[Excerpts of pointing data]
----------------------------------------
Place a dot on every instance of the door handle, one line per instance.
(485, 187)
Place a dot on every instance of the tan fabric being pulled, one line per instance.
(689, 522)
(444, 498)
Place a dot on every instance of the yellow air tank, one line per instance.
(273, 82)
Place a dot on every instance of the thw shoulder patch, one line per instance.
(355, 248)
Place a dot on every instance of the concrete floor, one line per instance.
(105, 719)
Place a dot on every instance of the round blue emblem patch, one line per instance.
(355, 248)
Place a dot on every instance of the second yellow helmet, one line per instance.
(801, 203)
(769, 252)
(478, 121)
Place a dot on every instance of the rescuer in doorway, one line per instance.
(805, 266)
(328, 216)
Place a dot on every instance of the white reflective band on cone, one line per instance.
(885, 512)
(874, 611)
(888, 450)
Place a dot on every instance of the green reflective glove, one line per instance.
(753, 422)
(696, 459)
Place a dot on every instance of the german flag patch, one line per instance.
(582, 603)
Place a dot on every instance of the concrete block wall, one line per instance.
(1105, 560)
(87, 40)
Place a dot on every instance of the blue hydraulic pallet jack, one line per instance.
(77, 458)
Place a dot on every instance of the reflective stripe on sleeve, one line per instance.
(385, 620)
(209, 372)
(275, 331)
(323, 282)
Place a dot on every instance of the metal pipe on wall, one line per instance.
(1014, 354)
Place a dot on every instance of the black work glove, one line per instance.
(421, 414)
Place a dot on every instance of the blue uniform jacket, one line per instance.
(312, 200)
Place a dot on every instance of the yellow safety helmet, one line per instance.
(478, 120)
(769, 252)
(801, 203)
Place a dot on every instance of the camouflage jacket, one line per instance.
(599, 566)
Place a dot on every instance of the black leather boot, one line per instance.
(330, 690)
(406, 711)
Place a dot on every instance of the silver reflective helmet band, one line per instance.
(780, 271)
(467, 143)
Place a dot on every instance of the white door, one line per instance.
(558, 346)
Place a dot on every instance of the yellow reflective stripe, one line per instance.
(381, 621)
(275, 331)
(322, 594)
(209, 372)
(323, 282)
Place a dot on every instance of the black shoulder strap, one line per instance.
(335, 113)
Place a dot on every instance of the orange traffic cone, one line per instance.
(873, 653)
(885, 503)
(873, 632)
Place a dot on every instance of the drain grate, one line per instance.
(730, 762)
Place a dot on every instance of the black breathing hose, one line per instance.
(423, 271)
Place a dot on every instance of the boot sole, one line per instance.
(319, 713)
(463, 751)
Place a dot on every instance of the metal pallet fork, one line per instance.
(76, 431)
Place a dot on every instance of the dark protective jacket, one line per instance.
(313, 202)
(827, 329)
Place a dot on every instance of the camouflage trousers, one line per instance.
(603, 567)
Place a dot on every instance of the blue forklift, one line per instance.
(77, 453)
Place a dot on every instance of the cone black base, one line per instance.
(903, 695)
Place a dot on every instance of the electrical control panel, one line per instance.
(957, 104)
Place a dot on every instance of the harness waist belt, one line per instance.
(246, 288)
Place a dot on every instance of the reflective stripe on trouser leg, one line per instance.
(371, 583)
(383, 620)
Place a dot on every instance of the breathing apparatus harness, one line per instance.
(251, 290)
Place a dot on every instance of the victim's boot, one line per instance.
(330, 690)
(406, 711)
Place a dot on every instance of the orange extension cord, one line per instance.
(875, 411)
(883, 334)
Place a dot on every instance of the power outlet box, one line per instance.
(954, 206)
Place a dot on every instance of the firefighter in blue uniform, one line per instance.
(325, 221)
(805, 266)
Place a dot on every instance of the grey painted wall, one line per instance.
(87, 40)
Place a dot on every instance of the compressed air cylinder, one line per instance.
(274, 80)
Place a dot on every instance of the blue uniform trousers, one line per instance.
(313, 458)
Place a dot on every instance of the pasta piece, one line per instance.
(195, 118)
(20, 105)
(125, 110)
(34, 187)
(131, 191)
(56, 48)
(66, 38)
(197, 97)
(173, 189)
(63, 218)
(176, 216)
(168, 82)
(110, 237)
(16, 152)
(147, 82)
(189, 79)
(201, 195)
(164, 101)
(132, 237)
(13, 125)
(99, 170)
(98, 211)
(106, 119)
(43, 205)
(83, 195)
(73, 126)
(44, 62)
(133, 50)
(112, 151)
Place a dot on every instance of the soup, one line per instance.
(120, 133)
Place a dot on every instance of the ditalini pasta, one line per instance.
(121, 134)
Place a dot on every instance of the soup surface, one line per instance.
----------------------------------------
STATED TASK:
Update every one of the rows above by changing "Place a dot" to "Put a mark", leaving everything else unchanged.

FULL RESPONSE:
Put a mark on every instance of the door handle, one line per instance.
(485, 187)
Put a mark on every instance of the tan fabric being pulled, one line per instance.
(689, 522)
(444, 498)
Put a mark on every instance of the yellow air tank, one line per instance.
(273, 82)
Put a mark on every instance of the thw shoulder patch, one line per instance.
(355, 248)
Put a mark on every instance of the concrete floor, one line per instance.
(105, 719)
Put a mark on every instance of the round blue emblem patch, one line per instance.
(355, 248)
Put a mark on every instance of the second yellow helmet, one line per instance.
(801, 203)
(769, 252)
(478, 121)
Put a mark on every instance of the rescuer in doorway, one line per instance.
(805, 266)
(328, 216)
Put a mark on every instance of the white reflective band on cone, one line per instance.
(885, 512)
(874, 611)
(888, 450)
Put a mark on every instance of the green reflective glove, one line per instance.
(753, 422)
(696, 459)
Put a mark on every instance of the german flag patch, one line per instance.
(582, 603)
Put a mark on every instance of the concrete block wall, one line per instance.
(1105, 560)
(87, 40)
Put a mark on every instance of the blue hydraulic pallet jack, one line per instance.
(77, 458)
Put a mark on every instance of the reflective stripe on sleeve, one line per instance.
(385, 620)
(209, 372)
(275, 331)
(323, 282)
Put a mark on every instance of the metal pipe on wall, one line per instance.
(1014, 354)
Put a mark on every instance of the black work glove, one line per instance.
(421, 414)
Put a mark on every instance of the blue uniform jacket, one line per instance.
(312, 200)
Put a mark on every instance of the yellow safety helmet, one line per instance.
(478, 120)
(769, 252)
(801, 203)
Put a mark on every instance of the camouflage jacket, one line per instance.
(599, 566)
Put a mark on every instance of the black leather boot, one line per instance.
(330, 690)
(406, 711)
Put a mark on every instance of the silver reflective helmet band, one line per instance.
(780, 271)
(467, 143)
Put a mark on every instance of the white door, one line per instance.
(558, 346)
Put a mark on every instance of the yellow reflective stripe, one line per instance.
(381, 621)
(275, 331)
(322, 594)
(209, 372)
(323, 282)
Put a mark on every instance of the black shoulder strap, one line per instance.
(335, 113)
Put a mark on every instance of the orange traffic cone, one line per instance.
(873, 653)
(885, 503)
(873, 632)
Put a mark on every instance of the drain grate, one line per instance.
(730, 762)
Put a mark on every instance of the black breathing hose, one line per instance.
(423, 271)
Put a mark on every instance of the boot sole, one line per instance.
(319, 713)
(463, 751)
Put a mark on every instance of the metal pallet fork, one line per instance.
(76, 431)
Put a mark on every instance of the dark protective jacket, one line per instance.
(313, 202)
(827, 329)
Put a mark on every instance of the camouflage trousers, one line per instance.
(603, 567)
Put a mark on every instance of the blue forklift, one line per instance.
(77, 453)
Put a mark on every instance of the cone black base, one line per instance.
(903, 695)
Put a mark on every instance of the electrical control panel, one line per instance.
(957, 104)
Put a mark on every instance of the harness waist belt, one line per instance.
(246, 288)
Put a mark on every instance of the reflective stripe on trouser leg, one line per instance.
(371, 583)
(383, 620)
Put a mark on every instance of the breathing apparatus harness, one line per instance.
(251, 290)
Put a mark on every instance of the victim's boot, one line per instance.
(330, 690)
(406, 711)
Put a mark on every instance of the orange extension cord, one line per instance.
(875, 411)
(883, 334)
Put a mark on every instance of the power outlet box, one line per instance.
(954, 206)
Put a mark on every instance of the firefighter in blue uniform, one line per instance.
(325, 221)
(805, 266)
Put a mark on every instance of the grey painted wall, one line per instance.
(87, 40)
Put a mark on every instance of the compressed air cylinder, one line per instance.
(274, 80)
Put a mark on every instance of the blue uniform trousers, one line per instance.
(313, 458)
Put a mark on every instance of the pasta piece, one line per instance.
(195, 118)
(20, 105)
(125, 110)
(34, 187)
(131, 191)
(56, 48)
(66, 38)
(197, 97)
(173, 189)
(63, 218)
(176, 216)
(168, 82)
(110, 237)
(16, 152)
(147, 82)
(189, 79)
(201, 195)
(164, 101)
(132, 237)
(13, 125)
(99, 170)
(98, 211)
(106, 119)
(43, 205)
(83, 195)
(73, 126)
(44, 62)
(133, 50)
(112, 151)
Put a mark on every instance of the soup, one line per instance.
(120, 133)
Put a mark on every instance of the ditalini pasta, one line per instance.
(121, 134)
Put a mark on every instance of the soup surface, one line per instance.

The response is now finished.